News

Yeah, Maybe the MBTA Needs Some Help from the Feds

Couldn't hurt to have an extra set of eyes on...all this.


orange line derailment

T officials inspecting the derailment of the Orange Line T train just outside the Wellington MBTA station in Medford, MA on March 16, 2021. Photo by Matthew J. Lee/The Boston Globe via Getty Images

It’s the transit news heard around Boston and beyond: The feds have heard enough, and are launching an investigation into safety protocols at the MBTA.

This marks only the second time the Federal Transit Authority has done such a thing in a decade, and the revelation comes in the wake of a series of dangerous mishaps on the T, among them several derailments, the hellish escalator incident we all remember, and the fatal Red Line door malfunction just a few weeks ago.

Although this is all just now coming to light thanks to reporting in the Globe, the FTA informed the T of its plans to take on an “increased safety oversight role” and begin its safety inspection in mid-April. The T tells the paper in a statement that it has increased its safety staff in recent years, and that it “fully supports” the FTA’s probe.

Look, freak accidents happen. And on the whole, the vast, vast majority of T riders make it from A to B without coming to any grave physical harm. However! It’s pretty jarring to take in all the assorted incidents in the recent past all at once.

WHAT THIS EXERCISE ASKS |
a - Retype the passage of the MBTA article between "orange line derailment" and "few weeks ago.", inclusive.
b - In the MBTA article, when did the FTA plan to begin its safety inspection?

SUPPLIED ENTRIES |
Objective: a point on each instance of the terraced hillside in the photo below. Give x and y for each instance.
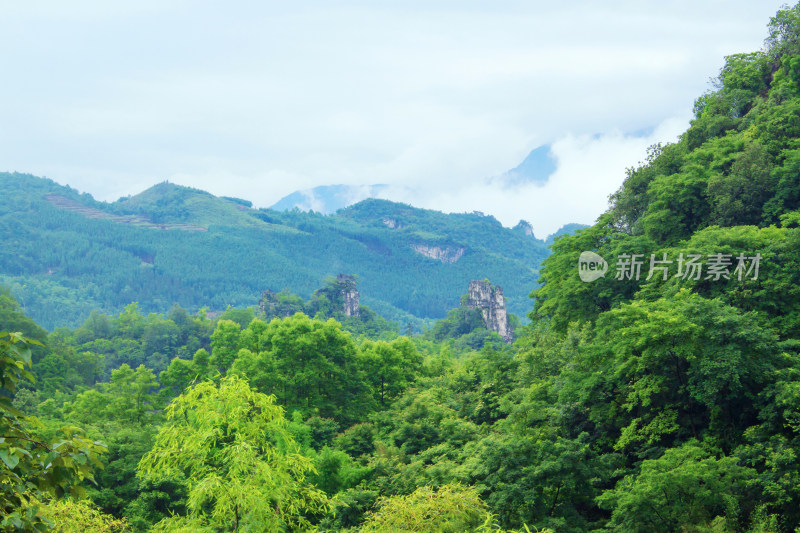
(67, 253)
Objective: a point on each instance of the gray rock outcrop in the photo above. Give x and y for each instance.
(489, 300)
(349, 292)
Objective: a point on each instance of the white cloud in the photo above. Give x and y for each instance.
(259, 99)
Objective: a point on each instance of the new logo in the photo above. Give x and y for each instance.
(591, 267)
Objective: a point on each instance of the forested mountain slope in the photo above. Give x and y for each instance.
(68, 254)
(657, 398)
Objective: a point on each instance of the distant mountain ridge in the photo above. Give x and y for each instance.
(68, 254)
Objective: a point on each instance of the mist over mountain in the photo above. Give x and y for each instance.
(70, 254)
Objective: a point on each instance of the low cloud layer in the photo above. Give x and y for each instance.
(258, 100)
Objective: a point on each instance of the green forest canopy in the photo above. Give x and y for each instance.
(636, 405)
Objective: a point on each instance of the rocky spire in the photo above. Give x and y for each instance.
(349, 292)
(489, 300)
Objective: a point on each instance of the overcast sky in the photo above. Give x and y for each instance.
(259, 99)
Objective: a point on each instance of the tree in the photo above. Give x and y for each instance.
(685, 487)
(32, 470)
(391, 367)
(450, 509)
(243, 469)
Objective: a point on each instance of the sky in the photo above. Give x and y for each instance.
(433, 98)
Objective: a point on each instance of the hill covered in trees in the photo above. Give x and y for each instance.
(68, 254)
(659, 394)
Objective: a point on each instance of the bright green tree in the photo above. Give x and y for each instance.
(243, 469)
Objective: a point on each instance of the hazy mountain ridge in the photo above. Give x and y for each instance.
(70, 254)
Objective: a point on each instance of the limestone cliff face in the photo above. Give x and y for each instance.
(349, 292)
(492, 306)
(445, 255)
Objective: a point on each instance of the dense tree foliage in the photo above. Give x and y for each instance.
* * *
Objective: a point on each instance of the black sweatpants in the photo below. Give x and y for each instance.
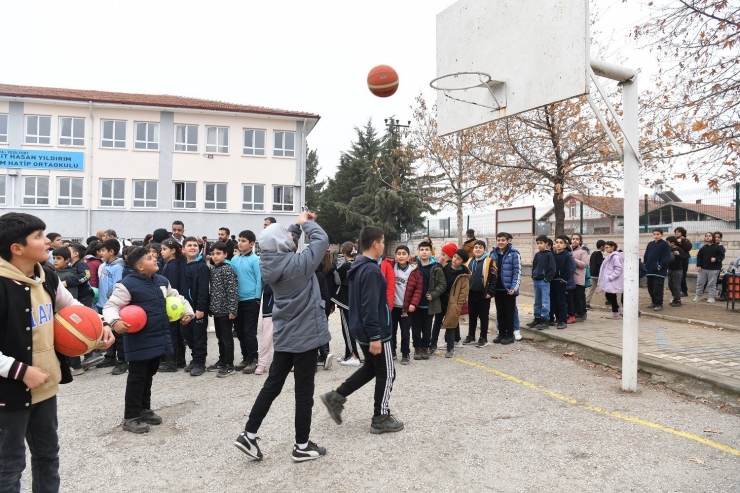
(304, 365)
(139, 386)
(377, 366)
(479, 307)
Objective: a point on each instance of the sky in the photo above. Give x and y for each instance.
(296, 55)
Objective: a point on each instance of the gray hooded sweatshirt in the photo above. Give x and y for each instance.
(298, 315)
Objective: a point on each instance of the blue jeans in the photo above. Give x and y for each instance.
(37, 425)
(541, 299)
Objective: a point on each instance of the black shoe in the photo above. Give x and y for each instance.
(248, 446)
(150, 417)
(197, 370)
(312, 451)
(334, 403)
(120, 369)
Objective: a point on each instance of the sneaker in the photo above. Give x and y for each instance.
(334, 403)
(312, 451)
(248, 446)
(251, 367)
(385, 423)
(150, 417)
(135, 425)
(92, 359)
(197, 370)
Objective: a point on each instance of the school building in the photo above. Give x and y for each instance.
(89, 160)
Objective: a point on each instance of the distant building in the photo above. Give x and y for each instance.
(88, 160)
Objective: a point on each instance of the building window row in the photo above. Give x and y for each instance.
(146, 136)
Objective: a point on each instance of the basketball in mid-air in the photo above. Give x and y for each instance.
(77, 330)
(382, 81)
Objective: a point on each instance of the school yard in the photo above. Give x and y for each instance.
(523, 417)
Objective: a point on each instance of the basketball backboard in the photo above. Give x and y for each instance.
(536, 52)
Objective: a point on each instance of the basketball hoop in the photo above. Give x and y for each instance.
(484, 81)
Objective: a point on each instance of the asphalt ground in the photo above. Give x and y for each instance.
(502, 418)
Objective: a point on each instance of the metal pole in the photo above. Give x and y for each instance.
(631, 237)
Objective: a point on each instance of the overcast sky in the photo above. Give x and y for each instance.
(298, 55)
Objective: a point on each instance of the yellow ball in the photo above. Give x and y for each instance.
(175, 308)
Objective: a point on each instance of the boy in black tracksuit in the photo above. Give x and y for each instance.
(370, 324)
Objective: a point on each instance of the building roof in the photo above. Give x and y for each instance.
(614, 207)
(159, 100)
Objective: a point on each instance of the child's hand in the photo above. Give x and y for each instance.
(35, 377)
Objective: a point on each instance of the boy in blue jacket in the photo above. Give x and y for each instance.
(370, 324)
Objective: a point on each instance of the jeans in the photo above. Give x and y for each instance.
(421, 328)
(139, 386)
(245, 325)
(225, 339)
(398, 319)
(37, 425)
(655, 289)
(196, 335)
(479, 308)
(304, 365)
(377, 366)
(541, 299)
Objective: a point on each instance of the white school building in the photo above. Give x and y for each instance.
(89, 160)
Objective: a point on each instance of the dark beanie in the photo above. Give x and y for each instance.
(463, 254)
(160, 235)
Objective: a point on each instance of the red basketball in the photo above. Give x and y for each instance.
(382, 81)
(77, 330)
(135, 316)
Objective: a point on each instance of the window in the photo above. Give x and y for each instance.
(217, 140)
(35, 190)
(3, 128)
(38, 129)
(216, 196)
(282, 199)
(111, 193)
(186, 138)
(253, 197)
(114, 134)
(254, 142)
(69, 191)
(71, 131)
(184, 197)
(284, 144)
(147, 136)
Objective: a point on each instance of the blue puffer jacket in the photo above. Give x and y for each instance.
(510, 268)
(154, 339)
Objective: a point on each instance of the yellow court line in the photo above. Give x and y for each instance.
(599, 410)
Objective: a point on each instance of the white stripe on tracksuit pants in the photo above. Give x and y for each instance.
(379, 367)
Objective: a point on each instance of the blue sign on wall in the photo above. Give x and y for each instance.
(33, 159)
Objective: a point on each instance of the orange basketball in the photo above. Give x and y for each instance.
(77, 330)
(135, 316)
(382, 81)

ANSWERS BY ITEM |
a -
orange line derailment

T officials inspecting the derailment of the Orange Line T train just outside the Wellington MBTA station in Medford, MA on March 16, 2021. Photo by Matthew J. Lee/The Boston Globe via Getty Images

It’s the transit news heard around Boston and beyond: The feds have heard enough, and are launching an investigation into safety protocols at the MBTA.

This marks only the second time the Federal Transit Authority has done such a thing in a decade, and the revelation comes in the wake of a series of dangerous mishaps on the T, among them several derailments, the hellish escalator incident we all remember, and the fatal Red Line door malfunction just a few weeks ago.

b - In mid-April.